[TEXTE À LIRE]:
==================================================
Nathan Rogers/Unsplash, CC BY-SA

Julien Guyon, Columbia University

Il y a quatre ans, j’avais appelé la FIFA à revoir les règles du tirage au sort de la Coupe du monde. Jusqu’alors les 32 équipes qualifiées étaient réparties dans quatre pots essentiellement selon leur zone géographique, chaque groupe étant ensuite composé d’une équipe tirée au sort dans chaque pot. Cette pratique, vieille de 60 ans, produisait des groupes déséquilibrés et pénalisait injustement certaines équipes en augmentant leurs chances de tomber dans un groupe difficile.

A l’époque, ne connaissant aucun journaliste, j’ai simplement proposé mon article au New York Times qui l’a publié à ma grande joie ! J’ai ensuite réussi à joindre le rédacteur en chef sports du Monde et le rédacteur en chef digital de El Pais, qui ont eux aussi accepté de publier mon texte.

J’ai aussi écrit au président de la FIFA, à tous les vice-présidents de la FIFA, au secrétaire général de la FIFA, ainsi qu’à tous les présidents de confédération, pour les informer de mes travaux. Je n’ai jamais reçu aucune réponse, sauf celle de Michel Platini, alors président de l’UEFA, le 4 juin 2014, jour de la publication de mon article dans le New York Times et Le Monde, par l’intermédiaire de son directeur de cabinet, qui, quelques jours plus tard, a eu la gentillesse de remettre en mains propres mes travaux à l’assistant personnel de Sepp Blatter, alors président de la FIFA. J’espérais bien convaincre la FIFA d’adopter des règles plus équitables.
==================================================
Lignes issues d'un jeu d'annotation par points
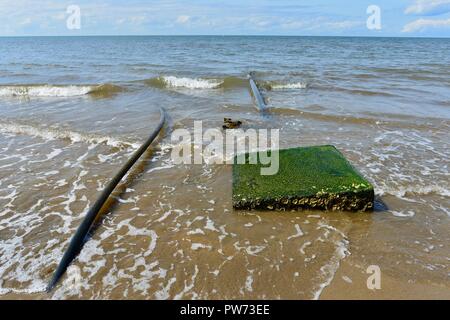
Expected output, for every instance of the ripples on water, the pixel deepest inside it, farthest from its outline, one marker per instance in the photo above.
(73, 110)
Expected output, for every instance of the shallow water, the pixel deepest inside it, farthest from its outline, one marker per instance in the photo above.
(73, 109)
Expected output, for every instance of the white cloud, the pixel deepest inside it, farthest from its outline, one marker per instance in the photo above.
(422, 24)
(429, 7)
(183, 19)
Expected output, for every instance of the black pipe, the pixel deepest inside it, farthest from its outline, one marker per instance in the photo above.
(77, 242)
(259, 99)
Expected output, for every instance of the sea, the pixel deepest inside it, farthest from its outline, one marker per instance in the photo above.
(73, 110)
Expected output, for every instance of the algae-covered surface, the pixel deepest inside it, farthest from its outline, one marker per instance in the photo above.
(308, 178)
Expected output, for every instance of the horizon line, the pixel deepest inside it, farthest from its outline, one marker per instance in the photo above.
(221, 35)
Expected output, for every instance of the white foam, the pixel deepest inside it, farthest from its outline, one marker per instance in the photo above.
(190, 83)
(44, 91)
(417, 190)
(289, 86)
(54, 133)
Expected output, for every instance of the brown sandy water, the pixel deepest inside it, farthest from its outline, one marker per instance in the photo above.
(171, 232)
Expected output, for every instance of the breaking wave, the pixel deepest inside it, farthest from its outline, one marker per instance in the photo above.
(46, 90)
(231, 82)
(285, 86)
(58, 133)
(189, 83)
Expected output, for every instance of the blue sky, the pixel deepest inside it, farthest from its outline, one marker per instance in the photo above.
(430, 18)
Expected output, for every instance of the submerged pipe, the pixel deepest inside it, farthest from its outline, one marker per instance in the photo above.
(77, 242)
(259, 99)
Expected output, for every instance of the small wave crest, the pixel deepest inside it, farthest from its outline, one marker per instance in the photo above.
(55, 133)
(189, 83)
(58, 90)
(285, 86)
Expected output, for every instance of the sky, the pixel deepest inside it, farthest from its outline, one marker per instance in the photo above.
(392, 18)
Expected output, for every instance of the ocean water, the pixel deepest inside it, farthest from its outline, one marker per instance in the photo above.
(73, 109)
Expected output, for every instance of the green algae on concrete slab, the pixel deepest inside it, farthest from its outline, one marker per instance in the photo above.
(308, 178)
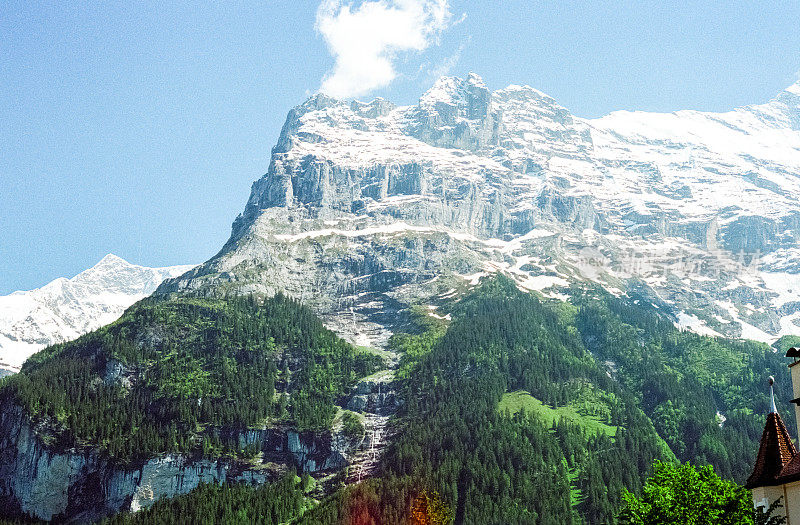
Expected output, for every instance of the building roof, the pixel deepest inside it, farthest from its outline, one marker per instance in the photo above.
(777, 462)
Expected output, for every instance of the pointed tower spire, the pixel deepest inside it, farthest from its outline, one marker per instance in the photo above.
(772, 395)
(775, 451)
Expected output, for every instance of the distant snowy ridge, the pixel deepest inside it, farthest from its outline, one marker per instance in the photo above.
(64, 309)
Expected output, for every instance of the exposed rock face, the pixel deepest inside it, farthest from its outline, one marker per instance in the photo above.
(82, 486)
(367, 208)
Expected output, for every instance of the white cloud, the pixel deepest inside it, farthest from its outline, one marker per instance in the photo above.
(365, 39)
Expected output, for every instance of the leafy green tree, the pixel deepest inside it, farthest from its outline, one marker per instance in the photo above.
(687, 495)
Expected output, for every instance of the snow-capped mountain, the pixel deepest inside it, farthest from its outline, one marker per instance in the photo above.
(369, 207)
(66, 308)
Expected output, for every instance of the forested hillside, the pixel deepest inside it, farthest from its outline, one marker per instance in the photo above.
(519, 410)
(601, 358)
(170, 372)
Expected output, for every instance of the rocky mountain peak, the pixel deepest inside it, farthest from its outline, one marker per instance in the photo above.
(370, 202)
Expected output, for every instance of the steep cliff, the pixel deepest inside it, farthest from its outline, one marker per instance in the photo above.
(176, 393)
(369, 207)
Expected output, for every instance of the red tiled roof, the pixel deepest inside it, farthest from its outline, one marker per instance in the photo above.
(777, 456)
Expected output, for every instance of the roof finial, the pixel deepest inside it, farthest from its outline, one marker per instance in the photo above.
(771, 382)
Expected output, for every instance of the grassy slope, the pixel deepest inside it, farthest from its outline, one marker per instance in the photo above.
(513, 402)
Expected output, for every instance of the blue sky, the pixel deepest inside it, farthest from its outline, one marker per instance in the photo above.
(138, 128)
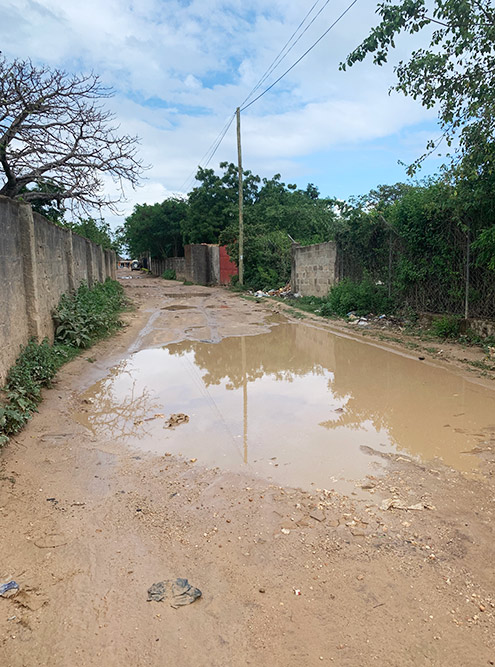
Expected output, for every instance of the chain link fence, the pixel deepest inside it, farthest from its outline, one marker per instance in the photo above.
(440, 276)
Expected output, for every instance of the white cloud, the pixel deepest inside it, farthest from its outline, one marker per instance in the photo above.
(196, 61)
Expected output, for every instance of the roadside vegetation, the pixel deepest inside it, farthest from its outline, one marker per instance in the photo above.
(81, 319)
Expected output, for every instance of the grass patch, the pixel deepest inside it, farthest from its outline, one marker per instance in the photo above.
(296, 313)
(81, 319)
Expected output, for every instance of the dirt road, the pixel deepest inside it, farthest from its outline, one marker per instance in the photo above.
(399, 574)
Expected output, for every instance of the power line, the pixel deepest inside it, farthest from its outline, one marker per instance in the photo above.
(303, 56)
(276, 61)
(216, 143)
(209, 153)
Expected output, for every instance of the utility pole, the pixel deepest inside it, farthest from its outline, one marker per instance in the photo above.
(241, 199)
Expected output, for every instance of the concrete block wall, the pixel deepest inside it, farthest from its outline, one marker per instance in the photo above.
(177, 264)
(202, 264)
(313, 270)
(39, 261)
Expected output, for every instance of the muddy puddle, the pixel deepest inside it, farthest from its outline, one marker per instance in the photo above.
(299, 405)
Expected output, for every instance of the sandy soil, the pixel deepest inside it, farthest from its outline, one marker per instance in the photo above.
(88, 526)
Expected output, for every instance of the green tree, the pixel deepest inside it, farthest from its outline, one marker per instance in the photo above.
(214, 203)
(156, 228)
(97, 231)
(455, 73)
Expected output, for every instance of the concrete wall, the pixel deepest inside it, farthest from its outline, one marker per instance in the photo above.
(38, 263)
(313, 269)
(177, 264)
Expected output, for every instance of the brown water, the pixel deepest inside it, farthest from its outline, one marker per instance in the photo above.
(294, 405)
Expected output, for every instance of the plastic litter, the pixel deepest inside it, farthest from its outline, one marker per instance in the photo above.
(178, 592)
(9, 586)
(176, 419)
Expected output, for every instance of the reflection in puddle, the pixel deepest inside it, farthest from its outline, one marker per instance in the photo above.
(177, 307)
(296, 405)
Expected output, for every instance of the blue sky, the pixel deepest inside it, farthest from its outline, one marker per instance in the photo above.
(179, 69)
==================================================
[EXERCICES]:
- A) D'après le texte sur le tirage au sort de la Coupe du monde, qui est le seul destinataire à avoir répondu à l'auteur, et par quel intermédiaire ?
- B) Repérez puis recopiez chaque ligne des lignes extraites qui contient la chaîne "puddle". La casse compte.

[RÉPONSES PAR TÂCHE]:
- A) Michel Platini, alors président de l'UEFA, a répondu par l'intermédiaire de son directeur de cabinet.

- B)
Expected output, for every instance of the muddy puddle, the pixel deepest inside it, farthest from its outline, one marker per instance in the photo above.
Expected output, for every instance of the reflection in puddle, the pixel deepest inside it, farthest from its outline, one marker per instance in the photo above.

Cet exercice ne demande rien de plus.